_What is asked_
Count the lines in the entries below that contain the string "player", with case mattering, and reply with that number alone.

══════════

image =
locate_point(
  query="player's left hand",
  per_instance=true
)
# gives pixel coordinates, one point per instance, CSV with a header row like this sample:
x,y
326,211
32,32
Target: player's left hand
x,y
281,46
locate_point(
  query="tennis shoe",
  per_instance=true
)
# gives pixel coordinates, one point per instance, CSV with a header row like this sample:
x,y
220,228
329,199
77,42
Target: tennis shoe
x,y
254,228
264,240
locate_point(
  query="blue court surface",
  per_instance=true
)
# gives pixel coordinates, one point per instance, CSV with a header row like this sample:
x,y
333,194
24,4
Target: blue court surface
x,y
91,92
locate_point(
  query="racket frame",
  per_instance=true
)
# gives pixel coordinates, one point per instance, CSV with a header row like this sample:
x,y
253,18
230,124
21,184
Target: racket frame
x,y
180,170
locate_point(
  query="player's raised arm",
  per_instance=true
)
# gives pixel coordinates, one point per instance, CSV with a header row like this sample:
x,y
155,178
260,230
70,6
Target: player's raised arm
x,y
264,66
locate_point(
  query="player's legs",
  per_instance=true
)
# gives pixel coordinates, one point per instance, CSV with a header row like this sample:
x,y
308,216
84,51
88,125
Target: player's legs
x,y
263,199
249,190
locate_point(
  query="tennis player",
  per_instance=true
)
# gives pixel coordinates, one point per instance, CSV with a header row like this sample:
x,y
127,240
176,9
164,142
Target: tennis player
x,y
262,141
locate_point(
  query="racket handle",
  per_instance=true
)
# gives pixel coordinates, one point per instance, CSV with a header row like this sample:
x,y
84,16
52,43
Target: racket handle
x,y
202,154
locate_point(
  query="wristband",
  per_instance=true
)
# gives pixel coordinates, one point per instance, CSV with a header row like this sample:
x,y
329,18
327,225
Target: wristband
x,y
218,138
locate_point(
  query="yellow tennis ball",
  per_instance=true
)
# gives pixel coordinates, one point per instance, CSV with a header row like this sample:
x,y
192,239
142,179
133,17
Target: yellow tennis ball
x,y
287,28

══════════

_Task answer_
8